*SHORT PROBLEM 1*.
Update the records that follow the text below by replacing "instance" with "occurrence" wherever it appears and leaving everything else unchanged.

--- Start of PAGE ---

Requirements for routers to become peers
– must be reachable via IGP or static routing (exact route has to be placed in the routing table, default route  0.0.0.0 0.0.0.0 doesn’t work)
– the BGP router ID of 2 routers must not be the same
– if configured md5 authentication must pass
– IP addresses have to match on interfraces and in neighbor command

The neighborhood between 2 eBGP may be established in 2 ways :
– on physical interfaces, then we have to use static routes or we may use underlying
protocol like OSPF and redistribution

– with using loopbacks; because 2 neighbors assume that are directly connected and use TTL of one,in order to establish neighborhood we have to use command “ebgp-multihoop” in order to say that there is more than one hop. We also have to point out loopback interfaces as sources of updates.
bgpneighberhoddloopbacks2.jpg

Neighborhood adjency states:
IDLE – process is administratively down or awaiting the next retry attempt. IDLE takes place when we just ordered establishing neigborhood, reseted working connection or the router is listening for connection from remote router. If successful then goes to CONNECT state.
CONNECT – process is waiting for the TCP 3 way handshake to be completed, if not then goes to ACTIVE state if yes then goes to OPENSENT
ACTIVE – the TCP connection failed, Connect-retry timer is running, listening for incoming TCP connection or router tries to establish another TCP 3 way handshake.
OPENSENT – the TCP connection exists, and BGP Open message has been sent to the peer, but the matching “Open message” has not yet been received from the other router. In this state BGP knows if it will be eBGP or iBGP
OPENCONFIRM – an open mesage has been both sent to and received from the other router, also BGP neighbors send to each other keepalive messages.
ESTABLISHED – all neighbors parameters match, the relationship works.

When an eBGP router receives an update and it contains the AS_Path attribute with its own ASN, the router ignores that route, because that means a loop. Router only takes into consideration  routes with AS_PATH attribute that doesn’t contain its own ASN. This is built-in BGP loop prevention mechanism.

Next Hop issue

Between eBGP routers the next hop is being changed, but between iBGP is not. This is why we have  to change next hope behaviour regarding each iBGP router within our AS. eBGP Router in AS 1 advertise network 1.1.10.0/24 with next hope itself 50.0.0.1, eBGP router is directly connected, so know very well how to reach next hop, but passes information about network 1.1.10.0/24 to iBGP peers in its AS with the same next hope 50.0.0.1. iBGP router doesn’t have a clue how to reach 50.0.0.1 and we got next hop resolution problem.

--- End of PAGE ---

*SHORT PROBLEM 2*.
Copy the BGP notes above word for word, starting with "CONNECT – process" and going on through "other keepalive messages.".

--- Start of RECORDS SUPPLIED ---

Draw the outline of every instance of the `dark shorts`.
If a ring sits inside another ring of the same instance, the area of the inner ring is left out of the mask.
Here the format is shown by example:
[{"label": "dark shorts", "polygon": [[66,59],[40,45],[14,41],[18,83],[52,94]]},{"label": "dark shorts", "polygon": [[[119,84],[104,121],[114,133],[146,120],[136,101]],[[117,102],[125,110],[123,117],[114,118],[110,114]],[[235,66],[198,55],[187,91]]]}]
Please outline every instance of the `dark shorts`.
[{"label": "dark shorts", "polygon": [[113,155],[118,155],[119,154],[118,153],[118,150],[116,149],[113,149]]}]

--- End of RECORDS SUPPLIED ---

*WORKED SOLUTION 1*.
Draw the outline of every occurrence of the `dark shorts`.
If a ring sits inside another ring of the same occurrence, the area of the inner ring is left out of the mask.
Here the format is shown by example:
[{"label": "dark shorts", "polygon": [[66,59],[40,45],[14,41],[18,83],[52,94]]},{"label": "dark shorts", "polygon": [[[119,84],[104,121],[114,133],[146,120],[136,101]],[[117,102],[125,110],[123,117],[114,118],[110,114]],[[235,66],[198,55],[187,91]]]}]
Please outline every occurrence of the `dark shorts`.
[{"label": "dark shorts", "polygon": [[113,155],[118,155],[119,154],[118,153],[118,150],[116,149],[113,149]]}]

*WORKED SOLUTION 2*.
CONNECT – process is waiting for the TCP 3 way handshake to be completed, if not then goes to ACTIVE state if yes then goes to OPENSENT
ACTIVE – the TCP connection failed, Connect-retry timer is running, listening for incoming TCP connection or router tries to establish another TCP 3 way handshake.
OPENSENT – the TCP connection exists, and BGP Open message has been sent to the peer, but the matching “Open message” has not yet been received from the other router. In this state BGP knows if it will be eBGP or iBGP
OPENCONFIRM – an open mesage has been both sent to and received from the other router, also BGP neighbors send to each other keepalive messages.